Exercise brief:
Copy the records from the start through the line containing "64;19;536;402", requests included, and add 93 to every bounding-box coordinate in the answers. Leave the sample coordinates in the request text unchanged.

Items:
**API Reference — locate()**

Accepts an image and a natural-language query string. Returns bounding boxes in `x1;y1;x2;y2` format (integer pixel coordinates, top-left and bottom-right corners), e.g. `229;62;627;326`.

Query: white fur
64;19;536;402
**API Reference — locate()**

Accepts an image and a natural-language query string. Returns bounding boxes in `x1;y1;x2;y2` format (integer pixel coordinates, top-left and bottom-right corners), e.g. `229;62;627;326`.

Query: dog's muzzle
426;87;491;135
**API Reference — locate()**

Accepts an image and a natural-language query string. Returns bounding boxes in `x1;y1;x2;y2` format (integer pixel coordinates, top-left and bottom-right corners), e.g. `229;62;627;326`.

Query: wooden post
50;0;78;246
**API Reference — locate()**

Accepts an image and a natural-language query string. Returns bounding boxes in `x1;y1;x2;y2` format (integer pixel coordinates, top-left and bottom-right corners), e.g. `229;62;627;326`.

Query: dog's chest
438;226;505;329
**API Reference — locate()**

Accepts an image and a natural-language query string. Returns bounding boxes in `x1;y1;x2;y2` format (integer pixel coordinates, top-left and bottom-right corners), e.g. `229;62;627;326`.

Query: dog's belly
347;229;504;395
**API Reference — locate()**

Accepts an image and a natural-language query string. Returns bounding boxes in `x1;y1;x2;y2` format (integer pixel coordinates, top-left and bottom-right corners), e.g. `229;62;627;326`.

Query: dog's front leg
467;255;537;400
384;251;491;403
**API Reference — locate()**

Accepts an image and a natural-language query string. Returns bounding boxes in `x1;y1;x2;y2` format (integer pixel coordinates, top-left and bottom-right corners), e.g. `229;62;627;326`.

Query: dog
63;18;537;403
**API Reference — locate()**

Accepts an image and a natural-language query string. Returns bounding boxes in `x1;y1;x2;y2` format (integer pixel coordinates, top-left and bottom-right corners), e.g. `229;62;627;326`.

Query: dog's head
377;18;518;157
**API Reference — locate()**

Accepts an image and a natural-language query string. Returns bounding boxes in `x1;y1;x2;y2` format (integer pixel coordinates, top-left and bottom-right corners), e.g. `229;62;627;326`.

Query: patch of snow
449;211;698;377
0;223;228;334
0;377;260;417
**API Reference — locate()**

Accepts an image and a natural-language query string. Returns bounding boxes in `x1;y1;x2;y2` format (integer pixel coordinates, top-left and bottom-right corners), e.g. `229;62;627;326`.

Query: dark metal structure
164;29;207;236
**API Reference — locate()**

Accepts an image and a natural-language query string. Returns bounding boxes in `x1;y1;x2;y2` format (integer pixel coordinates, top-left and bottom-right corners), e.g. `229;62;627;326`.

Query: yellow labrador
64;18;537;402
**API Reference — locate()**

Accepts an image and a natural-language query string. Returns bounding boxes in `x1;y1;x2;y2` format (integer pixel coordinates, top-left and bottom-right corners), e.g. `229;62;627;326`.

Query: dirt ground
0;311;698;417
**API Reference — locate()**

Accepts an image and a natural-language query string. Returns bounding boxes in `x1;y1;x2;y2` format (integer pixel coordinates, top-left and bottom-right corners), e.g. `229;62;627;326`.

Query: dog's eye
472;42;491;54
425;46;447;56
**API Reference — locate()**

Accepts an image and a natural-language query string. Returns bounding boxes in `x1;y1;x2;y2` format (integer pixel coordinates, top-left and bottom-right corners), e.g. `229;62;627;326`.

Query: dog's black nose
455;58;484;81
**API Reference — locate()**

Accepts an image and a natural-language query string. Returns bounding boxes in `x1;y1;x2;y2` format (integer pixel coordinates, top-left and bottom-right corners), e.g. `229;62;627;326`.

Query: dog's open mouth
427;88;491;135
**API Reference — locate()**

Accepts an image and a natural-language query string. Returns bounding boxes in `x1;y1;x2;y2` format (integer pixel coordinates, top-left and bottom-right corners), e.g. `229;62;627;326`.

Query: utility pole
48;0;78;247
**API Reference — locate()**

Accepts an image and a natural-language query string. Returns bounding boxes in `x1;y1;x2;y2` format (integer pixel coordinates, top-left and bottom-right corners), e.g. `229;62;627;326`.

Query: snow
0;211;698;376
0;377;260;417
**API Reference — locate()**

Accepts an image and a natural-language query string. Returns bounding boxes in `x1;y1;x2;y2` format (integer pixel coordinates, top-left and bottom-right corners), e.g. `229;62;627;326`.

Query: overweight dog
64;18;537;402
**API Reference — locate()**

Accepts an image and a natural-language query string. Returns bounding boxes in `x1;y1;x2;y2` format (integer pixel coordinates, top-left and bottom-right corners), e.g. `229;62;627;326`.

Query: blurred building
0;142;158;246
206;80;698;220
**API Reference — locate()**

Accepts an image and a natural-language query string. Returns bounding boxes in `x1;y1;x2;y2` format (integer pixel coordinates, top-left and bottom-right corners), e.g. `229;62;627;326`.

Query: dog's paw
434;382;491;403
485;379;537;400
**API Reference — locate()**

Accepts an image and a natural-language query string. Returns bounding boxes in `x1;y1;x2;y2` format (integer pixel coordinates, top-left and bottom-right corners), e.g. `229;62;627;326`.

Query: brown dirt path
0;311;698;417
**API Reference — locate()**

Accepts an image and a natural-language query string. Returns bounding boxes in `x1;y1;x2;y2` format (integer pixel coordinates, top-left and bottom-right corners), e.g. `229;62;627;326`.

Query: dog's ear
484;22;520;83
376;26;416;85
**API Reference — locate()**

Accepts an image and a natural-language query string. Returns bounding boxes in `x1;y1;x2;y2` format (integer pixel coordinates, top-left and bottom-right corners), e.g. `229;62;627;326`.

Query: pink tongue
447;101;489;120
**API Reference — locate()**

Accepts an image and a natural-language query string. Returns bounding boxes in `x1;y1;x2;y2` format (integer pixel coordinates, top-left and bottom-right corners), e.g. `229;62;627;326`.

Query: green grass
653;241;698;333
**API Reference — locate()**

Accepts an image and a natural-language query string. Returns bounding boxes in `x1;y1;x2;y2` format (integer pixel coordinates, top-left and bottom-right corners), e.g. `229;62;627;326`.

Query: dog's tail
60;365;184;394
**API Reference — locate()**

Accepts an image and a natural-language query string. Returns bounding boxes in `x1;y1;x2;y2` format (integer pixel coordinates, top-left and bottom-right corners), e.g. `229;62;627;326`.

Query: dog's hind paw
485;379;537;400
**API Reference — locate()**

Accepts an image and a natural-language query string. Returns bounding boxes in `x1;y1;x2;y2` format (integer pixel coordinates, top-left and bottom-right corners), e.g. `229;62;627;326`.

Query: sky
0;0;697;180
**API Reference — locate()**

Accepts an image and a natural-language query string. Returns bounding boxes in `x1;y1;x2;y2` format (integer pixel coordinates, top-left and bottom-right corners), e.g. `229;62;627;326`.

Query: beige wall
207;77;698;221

Written response:
**API Reference — locate()**

Accepts an image and a natural-language query string. Returns bounding boxes in `x1;y1;x2;y2` format (integer pixel coordinates, top-left and bottom-right corners), e.g. `229;62;627;326`.

Query: white fur
157;112;629;495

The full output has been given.